* **REQUIRED WORK**
Add 32 to each pixel coordinate in the answers of the items between the line containing "For the evaluation set, indicate each instance of the framed" and the end of the items, inclusive. Reproduce every line in that span, with everything else left unchanged.

----

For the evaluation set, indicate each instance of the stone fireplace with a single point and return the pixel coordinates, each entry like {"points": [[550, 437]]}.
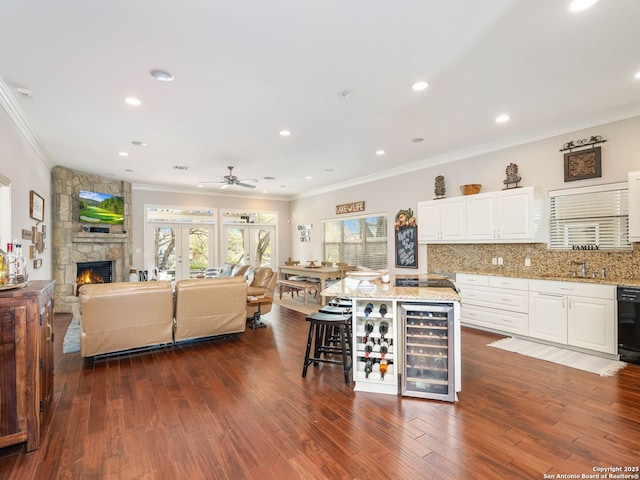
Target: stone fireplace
{"points": [[93, 272], [73, 245]]}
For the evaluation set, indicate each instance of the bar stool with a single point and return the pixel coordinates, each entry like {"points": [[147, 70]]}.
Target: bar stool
{"points": [[320, 327]]}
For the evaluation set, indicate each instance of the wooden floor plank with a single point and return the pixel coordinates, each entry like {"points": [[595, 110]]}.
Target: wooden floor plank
{"points": [[237, 408]]}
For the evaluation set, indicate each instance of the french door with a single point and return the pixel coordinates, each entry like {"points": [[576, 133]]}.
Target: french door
{"points": [[182, 251], [249, 244]]}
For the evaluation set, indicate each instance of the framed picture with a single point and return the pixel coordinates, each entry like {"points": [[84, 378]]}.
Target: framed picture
{"points": [[36, 207], [582, 164]]}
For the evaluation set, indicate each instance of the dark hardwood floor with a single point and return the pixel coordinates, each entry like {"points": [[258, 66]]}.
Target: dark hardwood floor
{"points": [[238, 409]]}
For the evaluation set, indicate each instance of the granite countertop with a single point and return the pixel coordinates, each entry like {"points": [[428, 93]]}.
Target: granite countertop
{"points": [[560, 278], [348, 287]]}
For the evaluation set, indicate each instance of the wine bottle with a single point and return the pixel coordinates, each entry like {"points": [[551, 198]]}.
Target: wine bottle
{"points": [[368, 367], [368, 309], [12, 267], [384, 366], [383, 327]]}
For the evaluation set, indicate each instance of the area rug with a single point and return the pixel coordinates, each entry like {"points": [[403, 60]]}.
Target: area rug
{"points": [[297, 302], [71, 342], [581, 361]]}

----

* **ANSWER TO THE EXERCISE**
For the evaluation set, indicate each instance of the framed picture with a single point and return the pixel coordinates, each entry like {"points": [[84, 378]]}.
Target: framed picture
{"points": [[68, 239], [614, 196]]}
For the evaluation set, indicate each instance of the dark hardwood floor with a single point and return the pixel coordinates, each entry like {"points": [[258, 66]]}.
Target: dark hardwood floor
{"points": [[270, 441]]}
For the evaluation set, indicate each instance of the granite countertop with a single point and return the pixel coordinates, each entry like {"points": [[428, 93]]}.
Target: granite countertop
{"points": [[592, 310], [380, 319]]}
For the evaluation set, indicate each instance of the wine bottle with a single point and return the pixel coordinates, each entry like {"points": [[551, 198]]}.
Target: wine bottle
{"points": [[400, 399], [400, 341], [44, 299], [416, 398], [415, 359]]}
For the evaluation set, indicate each instance of the area rug with a single point and return the pixel coordinates, each entry like {"points": [[403, 60]]}.
Target: area rug
{"points": [[329, 334], [103, 374], [613, 393]]}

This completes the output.